**Source**
* Start *

Input: str=”geeksforgeeks”
Output: 9
Explanation: Replace all the characters except ‘e’ of the string with ‘e’.

Input: str=”data”
Output: 2

 

Brute Force Approach: In this approach, we are iterating through all the possible characters from ‘a’ to ‘z’ and counting the cost to convert all the other characters to the current character. We are taking the minimum cost of all the characters and returning it as the result.

  • Initialize a variable min_cost as INT_MAX.
  • Traverse all possible characters ch from ‘a’ to ‘z’.
    • Initialize a variable cost as 0.
    • Traverse the string word from index i = 0 to N-1.
      • If the character at index i is not equal to ch, increment the cost by 1.
    • Update min_cost as the minimum of min_cost and cost.
  • Return min_cost as the minimum characters to be replaced to make all characters of the string word the same.

Below is the implementation of the above approach:

C++




#include <bits/stdc++.h>
using namespace std;
 
// Function to find the minimum characters
// to be replaced to make all characters
// of string str same
int minCost(char* word, int N)
{
    int min_cost = INT_MAX;
    for (char ch = 'a'; ch <= 'z'; ch++) {
        int cost = 0;
        for (int i = 0; i < N; i++) {
            if (word[i] != ch) {
                cost++;
            }
        }
        min_cost = min(min_cost, cost);
    }
 
    return min_cost;
}
 
// Driver Code
int main()
{
    char str[] = "data";
    int N = sizeof(str) / sizeof(char);
 
    cout << minCost(str, N - 1);
    return 0;
}

Javascript




// Function to find the minimum characters
// to be replaced to make all characters
// of string str same
function minCost(word, N) {
    let min_cost = Number.MAX_SAFE_INTEGER;
    for (let ch = 'a'.charCodeAt(0); ch <= 'z'.charCodeAt(0); ch++) {
        let cost = 0;
        for (let i = 0; i < N; i++) {
            if (word[i] != String.fromCharCode(ch)) {
                cost++;
            }
        }
        min_cost = Math.min(min_cost, cost);
    }
 
    return min_cost;
}
 
// Driver Code
let str = "data";
let N = str.length;
 
console.log(minCost(str, N));

Output:

2

Time Complexity: O(26*N)
Auxiliary Space: O(1)

* End *

**Data provided**
* Start *

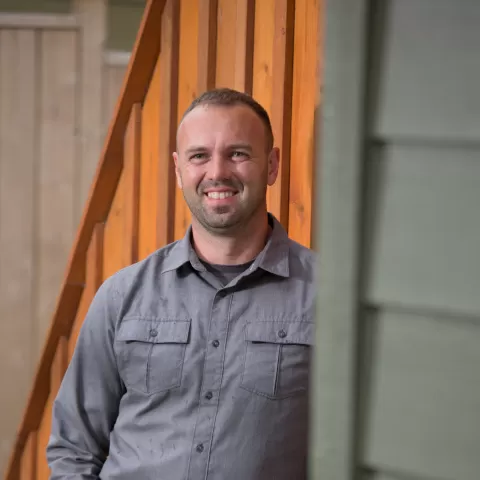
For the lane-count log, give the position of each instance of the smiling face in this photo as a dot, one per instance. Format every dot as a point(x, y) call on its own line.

* End *
* Start *

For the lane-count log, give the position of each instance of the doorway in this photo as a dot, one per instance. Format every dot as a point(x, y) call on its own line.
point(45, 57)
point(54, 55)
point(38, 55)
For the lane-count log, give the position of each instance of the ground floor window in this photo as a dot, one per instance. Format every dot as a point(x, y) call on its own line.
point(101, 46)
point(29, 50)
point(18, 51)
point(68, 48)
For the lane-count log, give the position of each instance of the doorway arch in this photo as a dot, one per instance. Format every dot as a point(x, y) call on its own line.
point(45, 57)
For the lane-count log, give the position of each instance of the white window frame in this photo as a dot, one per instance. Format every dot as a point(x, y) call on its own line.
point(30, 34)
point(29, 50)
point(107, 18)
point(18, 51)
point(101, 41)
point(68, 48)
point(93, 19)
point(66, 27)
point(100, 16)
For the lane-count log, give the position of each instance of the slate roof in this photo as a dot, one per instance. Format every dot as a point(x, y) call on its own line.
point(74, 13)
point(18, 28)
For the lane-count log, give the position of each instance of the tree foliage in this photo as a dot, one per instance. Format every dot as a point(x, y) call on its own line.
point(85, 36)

* End *

**Work instructions**
[1] Answer from the text on string replacement:
(a) What output does it give for the input "geeksforgeeks"?
(b) What starting value does the C++ code give min_cost?
(c) What time complexity does it state?
[2] Retype everything in the text on string replacement from "#include <bits/stdc++.h>" down to "word, int N)".
The lines have nothing to do with the text on string replacement.

**Answer set**
[1]
(a) 9
(b) INT_MAX
(c) O(26*N)

[2]
#include <bits/stdc++.h>
using namespace std;
 
// Function to find the minimum characters
// to be replaced to make all characters
// of string str same
int minCost(char* word, int N)